* Task to complete: From the entries below, copy out every line that contains the string "tree". Treat uppercase and lowercase as different.

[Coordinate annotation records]

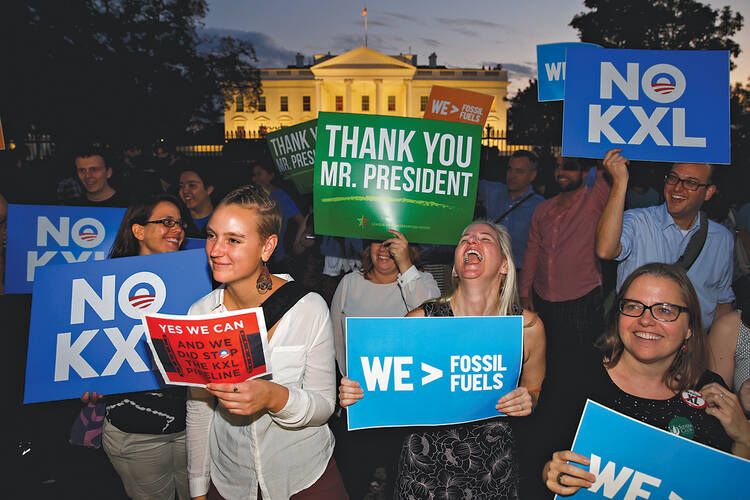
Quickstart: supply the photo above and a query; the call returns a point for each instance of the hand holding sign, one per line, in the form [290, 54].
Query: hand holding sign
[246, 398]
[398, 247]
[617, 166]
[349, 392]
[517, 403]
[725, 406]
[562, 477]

---

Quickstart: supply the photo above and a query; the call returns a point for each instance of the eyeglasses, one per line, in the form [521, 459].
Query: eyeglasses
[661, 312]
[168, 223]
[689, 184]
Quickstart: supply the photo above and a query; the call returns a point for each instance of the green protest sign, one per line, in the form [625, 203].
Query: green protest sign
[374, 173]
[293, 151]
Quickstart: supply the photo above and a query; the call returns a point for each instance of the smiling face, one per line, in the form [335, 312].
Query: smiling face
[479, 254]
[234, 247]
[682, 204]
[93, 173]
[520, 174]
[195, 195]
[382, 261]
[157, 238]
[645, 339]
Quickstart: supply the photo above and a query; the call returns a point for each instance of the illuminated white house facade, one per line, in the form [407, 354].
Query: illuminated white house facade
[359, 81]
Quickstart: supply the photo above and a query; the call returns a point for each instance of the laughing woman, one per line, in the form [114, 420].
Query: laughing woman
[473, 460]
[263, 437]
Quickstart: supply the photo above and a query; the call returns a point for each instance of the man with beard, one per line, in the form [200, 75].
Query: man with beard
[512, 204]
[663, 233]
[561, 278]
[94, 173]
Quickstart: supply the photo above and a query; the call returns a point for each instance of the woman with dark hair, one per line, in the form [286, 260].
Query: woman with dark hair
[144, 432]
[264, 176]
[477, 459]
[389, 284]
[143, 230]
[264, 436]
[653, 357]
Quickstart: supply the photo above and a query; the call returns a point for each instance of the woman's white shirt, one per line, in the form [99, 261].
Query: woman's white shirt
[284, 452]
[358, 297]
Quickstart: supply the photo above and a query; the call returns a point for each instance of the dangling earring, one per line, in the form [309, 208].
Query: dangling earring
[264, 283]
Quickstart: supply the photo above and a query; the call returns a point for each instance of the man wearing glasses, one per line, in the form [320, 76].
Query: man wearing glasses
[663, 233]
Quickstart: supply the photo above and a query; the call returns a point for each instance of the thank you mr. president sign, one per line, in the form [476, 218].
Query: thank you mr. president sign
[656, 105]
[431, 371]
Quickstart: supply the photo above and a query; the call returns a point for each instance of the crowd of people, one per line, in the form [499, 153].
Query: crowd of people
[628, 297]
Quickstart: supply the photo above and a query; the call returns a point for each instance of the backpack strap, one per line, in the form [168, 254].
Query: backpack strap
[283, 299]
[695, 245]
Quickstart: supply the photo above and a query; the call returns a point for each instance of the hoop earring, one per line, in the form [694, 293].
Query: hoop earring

...

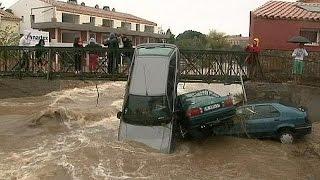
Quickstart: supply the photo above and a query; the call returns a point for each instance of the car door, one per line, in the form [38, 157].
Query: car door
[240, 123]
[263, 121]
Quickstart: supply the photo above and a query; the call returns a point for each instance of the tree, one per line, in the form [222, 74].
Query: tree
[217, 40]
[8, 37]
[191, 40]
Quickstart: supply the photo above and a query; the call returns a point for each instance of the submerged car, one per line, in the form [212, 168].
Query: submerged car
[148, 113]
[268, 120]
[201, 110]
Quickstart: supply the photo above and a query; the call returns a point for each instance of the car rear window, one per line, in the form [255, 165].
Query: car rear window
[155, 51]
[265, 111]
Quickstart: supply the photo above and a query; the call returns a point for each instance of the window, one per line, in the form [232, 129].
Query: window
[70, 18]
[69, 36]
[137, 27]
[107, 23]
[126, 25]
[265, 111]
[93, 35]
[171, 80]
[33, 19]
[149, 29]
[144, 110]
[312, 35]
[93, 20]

* Output for this task:
Quickstart: supply the photo above and a query; the call returns a point for each instance of the tree, one per line, in the form [222, 74].
Query: tree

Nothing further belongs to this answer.